_TEXTE_.
# # # # #

Le congé hospitalier : une période dangereuse pour nos patients
Les taux de retours aux urgences et en hôpital moins de 30 jours après le congé sont élevés chez les patients souffrant de conditions chroniques sévères.1,2 Ce groupe de patients est en croissance rapide au Canada en ces années de vieillissement de la population. Le suivi en 1e ligne de ces patients se donne pourtant comme objectif de réduire les « hospitalisations évitables». Mais comment cette 1e ligne peut-elle prendre charge lorsqu’elle n’est pas informée du passage de ses patients à l’hôpital et surtout du congé de ceux-ci ?
En effet, nombreux sont les patients vulnérables qui ont leur congé hospitalier sans appel au médecin de famille, ni télécopie immédiate du sommaire et de la médication. Nombreux sont les congés sans recommandation formelle de la part du médecin hospitalier de revoir rapidement son médecin de famille. Nous suivons ainsi le « mauvais » exemple nord-américain : à peine 30% des médecins de famille canadiens et américains sont avisés au congé de leurs patients de l’hôpital, contre 49 à 69% au Royaume-Uni, en Hollande et en Nouvelle Zélande.3
Quels sont les éléments d’instabilité à craindre au congé ?
Un diabète équilibré en milieu hospitalier sera vite déséquilibré lorsque le patient retourne sans supervision à ses « bonnes habitudes » alimentaires.
Une hypertension lourdement médicamentée chez un patient anxieux en milieu hospitalier fait place à des chutes hypotensives lorsque le patient sera détendu et plus actif chez lui.
La restriction hydro sodée des insuffisants cardiaques sera vite négligée si elle n’est pas encadrée.
Le malade pulmonaire qui avait cessé de fumer en milieu hospitalier risque de rechuter puis présenter des difficultés respiratoires traitables en 1e ligne lorsque détectées rapidement.
L’œdème chronique sévère surinfecté des jambes détériore dès que le patient est seul chez lui à accomplir debout ses tâches quotidiennes en négligeant ses bas de contention.
Un patient qui a son congé de l’hôpital est instable
Un nouveau paradigme devrait prendre place dans notre système de santé, celui de l’instabilité du patient qui sort d’une hospitalisation.4 Inquiétons nous de ce patient et priorisons le en 1e ligne comme une « urgence ».

# # # # #

_LES DONNÉES_.
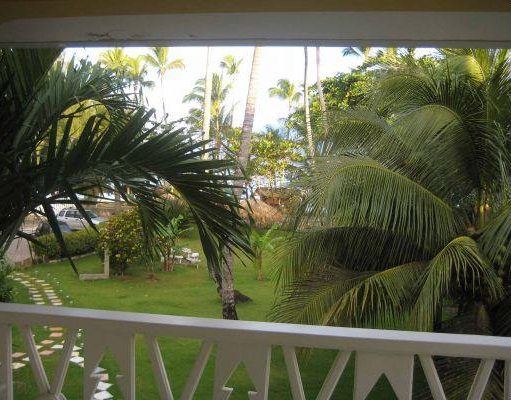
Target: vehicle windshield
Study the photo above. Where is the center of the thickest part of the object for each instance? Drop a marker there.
(91, 214)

# # # # #

_EXERCICES_.
**1)** Résumez en deux phrases le texte sur le congé hospitalier.
**2)** Reprenez le texte sur le congé hospitalier après sa dernière phrase et poursuivez-le.
Les données proviennent d'une autre source.

_RÉPONSES_.
**1)** De nombreux patients vulnérables quittent l'hôpital sans que leur médecin de famille en soit avisé, alors que les retours aux urgences et en hôpital moins de 30 jours après le congé sont élevés chez ceux qui souffrent de conditions chroniques sévères. Le texte énumère plusieurs éléments d'instabilité au retour à domicile, comme un diabète qui se déséquilibre ou une restriction hydro sodée négligée, et appelle à prioriser ce patient en 1e ligne comme une « urgence ».

**2)**
Avec le vieillissement de la population et l’alourdissement des clientèles, le congé hospitalier est devenu un processus complexe qui devrait viser la prévention des retours à l’hôpital.5,6 Les évidences supportent donc la mise en place de communications rapides au médecin de famille et à l’équipe à domicile au congé des patients. Ceci devrait faire l’objet de directives organisationnelles systématiques dans tous nos hôpitaux.
Le duo personnalisé médecin hospitalier/médecin de famille doit reprendre sa place, avec respect et encouragement de chacune des deux missions médicales, celle de stabiliser le patient puis celle de le garder stable. La sécurité de nos patients en dépend, tout comme la survie financière de notre système de santé surchargé.
Docteurs, parlez vous au congé de vos patients !
Références
1. Hansen LO, Young RS, Hinami K, Leung A, Williams MV ; Interventions to reduce 30 day rehospitalization: a systematic review. Ann Intern Med. 2011; 155 (8):520.
2. Krumholz HM. Perspective: post-hospital syndrome—an acquired, transient condition of generalized risk. N Engl J Med. 2013; 368:100-102.
3. The Commonwealth Fund ; Primary Care Physicians in Ten Countries Report Challenges Caring for Patients with Complex Health Needs. Dec 2015. www.commonwealthfund.org
4. Cynthia Feltner, MD, MPH; Transitional Care Interventions to Prevent Readmissions for Persons With Heart Failure: A Systematic Review and Meta-analysis Transitional Care for Persons With Heart Failure
5. Shepperd S1, Lannin NA, Clemson LM, McCluskey A, Cameron ID, Barras SL. Discharge planning from hospital to home. Cochrane Database Syst Rev. 2013 Jan 31; 1: CD000313.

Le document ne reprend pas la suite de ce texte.